KUTIPAN:
Pakualaman
Sejarah berdirinya Pakualaman
Polemik di Kasultanan
Yogyakarta Sejarah berdirinya Pakualaman berawal pada 1808, ketika Herman
Willem Daendels diangkat sebagai Gubernur Jenderal Hindia Belanda. Kebijakan
Daendels ternyata mendapatkan tentangan dari Sultan Hamengkubuwono II, yang
saat itu bertakhta di Kasultanan Yogyakarta
Akibat tindakannya itu, Sultan Hamengkubuwono II
dilengserkan. Daendels kemudian mengangkat GRM Soerojo sebagai raja baru
bergelar Sultan Hamengkubuwono III. Sedangkan saudara tiri Hamengkubuwono II,
Pangeran Notokusumo, yang juga ikut menentang Daendels, ditangkap dan dibawa ke
Batavia. Pada 1811, ketika kekuasaan kolonial Belanda di Pulau Jawa direbut
oleh Inggris, Thomas Stamford Raffles dikirim untuk menjabat sebagai Gubernur
Jenderal Britania Raya di Jawa. Untuk mendapatkan dukungan penguasa lokal, Raffles
kemudian membebaskan Pangeran Notokusumo dan berjanji akan mengembalikan
Hamengkubuwono II ke posisinya sebagai sultan. Sementara itu, Hamengkubuwono
III akan diturunkan kembali statusnya menjadi putra mahkota.

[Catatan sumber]
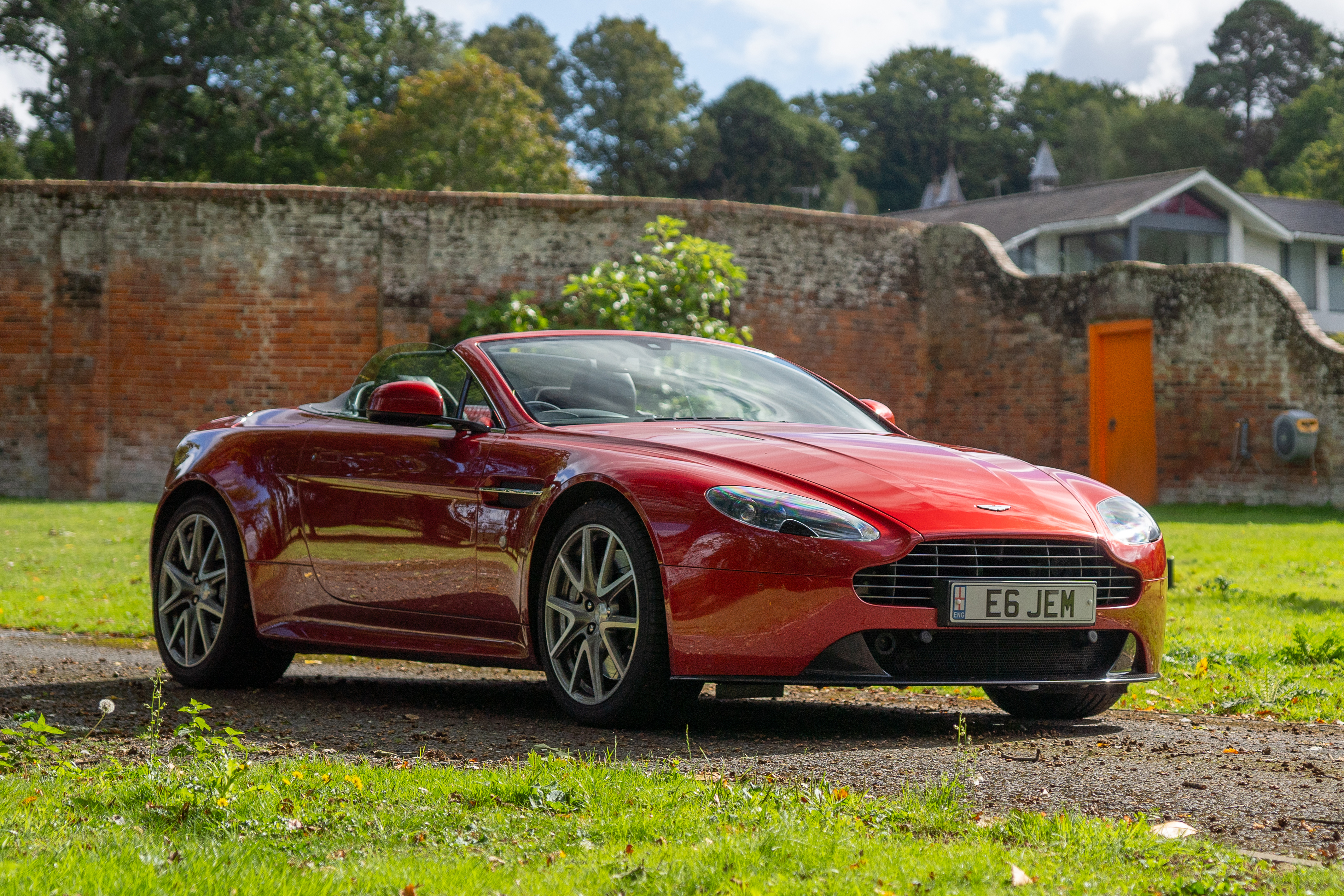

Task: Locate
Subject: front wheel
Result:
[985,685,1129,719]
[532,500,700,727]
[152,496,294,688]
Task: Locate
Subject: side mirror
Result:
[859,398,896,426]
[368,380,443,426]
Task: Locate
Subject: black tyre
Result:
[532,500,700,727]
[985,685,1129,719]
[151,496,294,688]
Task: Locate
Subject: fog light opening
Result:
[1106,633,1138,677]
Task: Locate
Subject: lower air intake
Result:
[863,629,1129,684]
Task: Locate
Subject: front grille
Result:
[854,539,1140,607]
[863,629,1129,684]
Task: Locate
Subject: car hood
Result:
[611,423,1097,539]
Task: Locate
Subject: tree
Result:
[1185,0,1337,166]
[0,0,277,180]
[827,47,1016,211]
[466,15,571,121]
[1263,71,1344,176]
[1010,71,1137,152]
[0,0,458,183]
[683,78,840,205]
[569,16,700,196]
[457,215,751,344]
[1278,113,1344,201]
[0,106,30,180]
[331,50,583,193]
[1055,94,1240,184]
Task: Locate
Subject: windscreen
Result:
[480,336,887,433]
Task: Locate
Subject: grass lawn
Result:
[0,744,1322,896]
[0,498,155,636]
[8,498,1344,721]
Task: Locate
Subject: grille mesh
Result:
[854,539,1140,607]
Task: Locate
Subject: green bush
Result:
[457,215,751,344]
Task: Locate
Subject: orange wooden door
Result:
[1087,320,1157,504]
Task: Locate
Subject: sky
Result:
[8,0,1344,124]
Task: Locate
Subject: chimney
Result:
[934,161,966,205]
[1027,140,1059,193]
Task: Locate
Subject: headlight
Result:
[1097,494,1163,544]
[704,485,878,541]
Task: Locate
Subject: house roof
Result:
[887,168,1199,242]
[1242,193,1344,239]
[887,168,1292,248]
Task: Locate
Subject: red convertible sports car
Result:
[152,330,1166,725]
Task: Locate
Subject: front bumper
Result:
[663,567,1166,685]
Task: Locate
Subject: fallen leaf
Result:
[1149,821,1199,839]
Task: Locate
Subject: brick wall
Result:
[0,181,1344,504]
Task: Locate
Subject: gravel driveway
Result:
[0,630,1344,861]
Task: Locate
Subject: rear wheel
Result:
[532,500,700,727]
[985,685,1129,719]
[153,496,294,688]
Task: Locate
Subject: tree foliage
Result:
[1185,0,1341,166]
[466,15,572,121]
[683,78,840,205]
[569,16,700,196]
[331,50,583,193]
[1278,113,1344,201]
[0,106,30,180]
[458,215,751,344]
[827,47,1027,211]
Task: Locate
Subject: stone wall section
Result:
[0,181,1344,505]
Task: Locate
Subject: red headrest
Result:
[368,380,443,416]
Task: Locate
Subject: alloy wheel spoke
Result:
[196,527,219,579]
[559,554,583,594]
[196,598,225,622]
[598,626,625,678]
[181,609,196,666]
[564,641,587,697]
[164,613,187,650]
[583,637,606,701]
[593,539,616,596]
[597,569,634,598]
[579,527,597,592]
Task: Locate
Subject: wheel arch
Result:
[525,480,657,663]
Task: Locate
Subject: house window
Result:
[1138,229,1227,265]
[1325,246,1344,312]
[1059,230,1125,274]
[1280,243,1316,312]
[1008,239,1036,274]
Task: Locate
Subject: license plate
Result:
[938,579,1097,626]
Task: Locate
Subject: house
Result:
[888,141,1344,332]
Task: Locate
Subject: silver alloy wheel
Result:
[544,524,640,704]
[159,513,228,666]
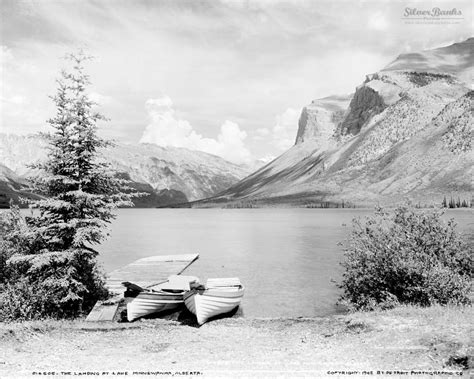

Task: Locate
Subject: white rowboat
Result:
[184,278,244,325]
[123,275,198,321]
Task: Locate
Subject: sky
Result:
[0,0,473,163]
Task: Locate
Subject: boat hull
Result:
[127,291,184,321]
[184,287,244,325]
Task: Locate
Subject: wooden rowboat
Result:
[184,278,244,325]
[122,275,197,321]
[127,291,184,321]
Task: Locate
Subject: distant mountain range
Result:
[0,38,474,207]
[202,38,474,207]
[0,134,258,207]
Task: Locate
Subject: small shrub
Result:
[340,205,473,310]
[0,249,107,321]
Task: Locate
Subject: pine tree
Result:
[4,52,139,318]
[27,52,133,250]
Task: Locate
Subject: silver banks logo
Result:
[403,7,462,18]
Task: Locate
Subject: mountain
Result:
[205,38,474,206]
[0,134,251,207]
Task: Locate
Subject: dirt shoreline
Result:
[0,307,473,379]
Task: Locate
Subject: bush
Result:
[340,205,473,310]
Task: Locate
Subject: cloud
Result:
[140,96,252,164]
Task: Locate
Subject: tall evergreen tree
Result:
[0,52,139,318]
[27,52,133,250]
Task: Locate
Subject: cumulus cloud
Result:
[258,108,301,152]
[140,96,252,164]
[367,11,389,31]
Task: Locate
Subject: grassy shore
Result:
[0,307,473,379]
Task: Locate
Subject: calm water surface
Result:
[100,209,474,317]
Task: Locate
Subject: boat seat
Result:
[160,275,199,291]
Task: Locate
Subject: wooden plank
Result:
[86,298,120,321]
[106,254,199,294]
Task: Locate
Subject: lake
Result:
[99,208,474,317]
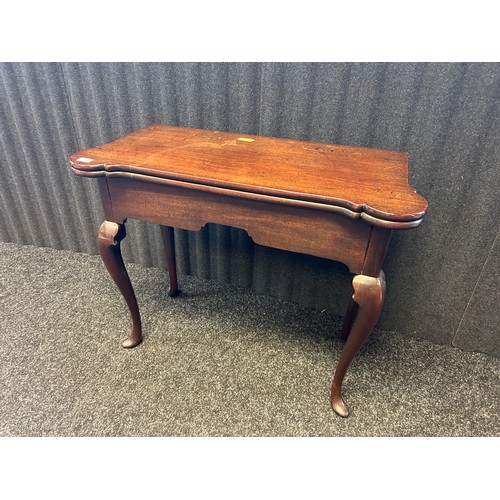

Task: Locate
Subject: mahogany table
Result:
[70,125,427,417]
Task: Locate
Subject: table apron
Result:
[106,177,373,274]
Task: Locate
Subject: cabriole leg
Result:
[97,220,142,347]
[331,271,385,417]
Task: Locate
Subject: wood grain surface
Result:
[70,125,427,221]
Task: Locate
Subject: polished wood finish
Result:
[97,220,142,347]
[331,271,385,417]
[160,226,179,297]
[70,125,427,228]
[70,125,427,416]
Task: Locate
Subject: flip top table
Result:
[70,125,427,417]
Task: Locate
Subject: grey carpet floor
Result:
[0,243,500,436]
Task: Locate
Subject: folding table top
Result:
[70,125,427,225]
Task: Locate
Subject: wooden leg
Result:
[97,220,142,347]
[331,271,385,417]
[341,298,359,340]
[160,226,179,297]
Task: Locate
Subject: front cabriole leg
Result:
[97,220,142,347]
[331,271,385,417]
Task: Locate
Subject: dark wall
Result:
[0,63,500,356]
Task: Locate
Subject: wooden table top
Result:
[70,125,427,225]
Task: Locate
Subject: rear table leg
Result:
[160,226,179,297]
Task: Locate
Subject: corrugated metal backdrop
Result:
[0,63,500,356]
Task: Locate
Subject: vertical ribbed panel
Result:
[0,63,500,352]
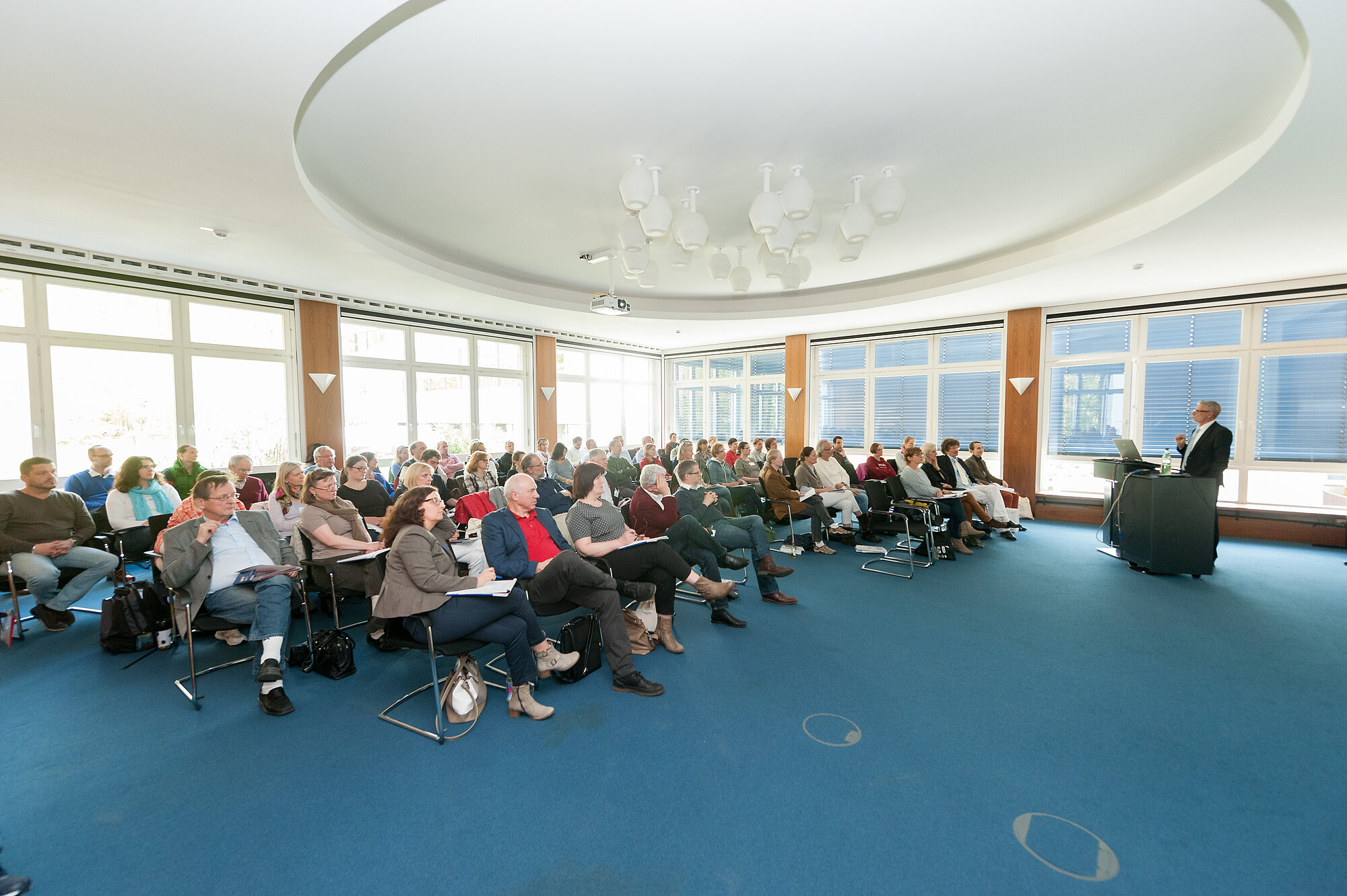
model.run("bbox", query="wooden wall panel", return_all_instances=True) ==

SOAL:
Lanjutkan teks tentang sejarah berdirinya Pakualaman mulai setelah kalimat terakhirnya.

JAWABAN:
Geger Sepehi
Proposal yang diberikan Inggris itu ternyata diikuti dengan
beberapa syarat yang merugikan Keraton Yogyakarta. Salah satu syarat yang
ditolak oleh Sultan Hamengkubuwono II adalah pembubaran prajurit keraton.
Akibatnya, sultan berencana untuk menyerang Inggris. Namun, rencana itu
dibocorkan oleh Pangeran Notokusumo kepada Inggris, sehingga meletus
pertempuran berdarah pada Juni 1812, yang kemudian dikenal sebagai peristiwa
Geger Sepehi. Hasil dari pertempuran itu Hamengkubuwono II ditangkap dan
diasingkan ke Ambon. Sebagai penggantinya, pemerintah Inggris mengembalikan
Hamengkubuwono III ke singgasana keraton. Atas jasanya membantu Inggris, pada
29 Juni 1812 Pangeran Notokusumo dinobatkan sebagai Pangeran Mardiko atau
pangeran yang merdeka di dalam Keraton Yogyakarta, dengan gelar Paku Alam I.
Kontrak politik
Inggris-Pangeran Notokusumo Menyusul penobatannya sebagai
Pangeran Mardiko, Pangeran Notokusumo menyepakati kontrak politik dengan
pemerintah Inggris pada 17 Maret 1813. Penandatanganan kesepakatan tersebut menandai
berdirinya Praja Pakualaman. Beberapa hal penting dalam kontrak tersebut di
antaranya.
·
Pemerintah Inggris memberi perlindungan langsung
kepada Paku Alam dan keluarganya.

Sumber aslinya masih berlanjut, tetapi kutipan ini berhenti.